A slightly longer version of this article first
appeared in
English Language Teaching News, volume 50, Spring 2004
THE LEARNER’S BODY: PLAY, FOREIGN LANGUAGE LEARNING
AND THE ALEXANDER TECHNIQUE
by Harriet Anderson
Enjoy your body. Use it every way you can. ... It’s
the greatest instrument you’ll ever own. (Attributed
to Kurt Vonnegut Jr.)
Setting the Scene
Learning a foreign language ... speaking a foreign language
... the human body ... and play, the topic of this issue.
How do they connect?
Let’s start with two propositions.
The first is that play is essentially about discovery through pleasurable
experimentation. And that discovery, experimentation and pleasure have
the absence of an end to be attained in a certain manner as a common
denominator.
The second is that play in this sense is not only a mental
and emotional but also a physical state. Play lives in the
human body, its bones, muscles, ligaments... . Mental and
emotional states have a measurable influence on muscle functioning
and vice versa. Descartes is dead. We are all body-mind now.
I think we can see these two aspects of play in young children.
When at play in the sandpit for example, they are earnestly
but pleasurably engrossed in discovering themselves and their
environment; they are mentally and physically fully present,
but without any fixed goal in mind.
Now, I write not only as a teacher of English but also as
a teacher of the Alexander Technique, a body-mind method
originated by one Frederick Matthias Alexander about 100
years ago. And I note that these two aspects of play are,
interestingly enough, also central tenets of the Alexander
Technique (AT).

# [STORED ROWS]
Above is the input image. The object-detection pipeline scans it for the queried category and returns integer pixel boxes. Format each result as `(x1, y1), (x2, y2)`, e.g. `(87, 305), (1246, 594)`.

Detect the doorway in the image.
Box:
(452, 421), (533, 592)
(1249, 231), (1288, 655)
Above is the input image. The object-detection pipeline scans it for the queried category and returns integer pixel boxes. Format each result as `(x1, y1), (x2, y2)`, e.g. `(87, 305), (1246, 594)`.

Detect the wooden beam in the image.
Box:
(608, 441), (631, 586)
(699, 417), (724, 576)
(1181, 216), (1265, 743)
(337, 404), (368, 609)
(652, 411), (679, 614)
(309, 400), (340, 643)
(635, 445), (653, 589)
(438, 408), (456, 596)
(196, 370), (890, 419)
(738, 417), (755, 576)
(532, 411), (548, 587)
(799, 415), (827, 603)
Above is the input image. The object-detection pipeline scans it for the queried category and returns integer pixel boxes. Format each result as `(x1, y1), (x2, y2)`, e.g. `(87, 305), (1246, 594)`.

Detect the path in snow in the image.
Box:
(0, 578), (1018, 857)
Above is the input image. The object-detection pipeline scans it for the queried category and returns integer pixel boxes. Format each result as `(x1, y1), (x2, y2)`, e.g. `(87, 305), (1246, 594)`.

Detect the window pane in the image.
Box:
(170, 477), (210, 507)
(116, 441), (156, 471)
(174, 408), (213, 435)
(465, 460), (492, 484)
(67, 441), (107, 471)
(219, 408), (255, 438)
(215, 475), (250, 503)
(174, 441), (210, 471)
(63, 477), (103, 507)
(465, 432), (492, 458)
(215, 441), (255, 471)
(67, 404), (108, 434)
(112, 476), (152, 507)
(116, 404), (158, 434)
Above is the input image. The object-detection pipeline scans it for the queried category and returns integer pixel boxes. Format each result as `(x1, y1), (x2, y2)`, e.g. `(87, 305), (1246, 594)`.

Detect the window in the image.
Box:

# [GIVEN PROBLEM 1]
Repeat the article's text between "The second is" and "in young children.", inclusive.
# [GIVEN PROBLEM 2]
Answer these questions from the article:
(a) In which volume and season of English Language Teaching News did a longer version first appear?
(b) Who originated the Alexander Technique, and about how long ago?
(c) Where does the article give as an example of young children at play?
The items can be left aside.

# [EXERCISE ANSWER 1]
The second is that play in this sense is not only a mental
and emotional but also a physical state. Play lives in the
human body, its bones, muscles, ligaments... . Mental and
emotional states have a measurable influence on muscle functioning
and vice versa. Descartes is dead. We are all body-mind now.
I think we can see these two aspects of play in young children.

# [EXERCISE ANSWER 2]
(a) Volume 50, Spring 2004.
(b) Frederick Matthias Alexander, about 100 years ago.
(c) The sandpit.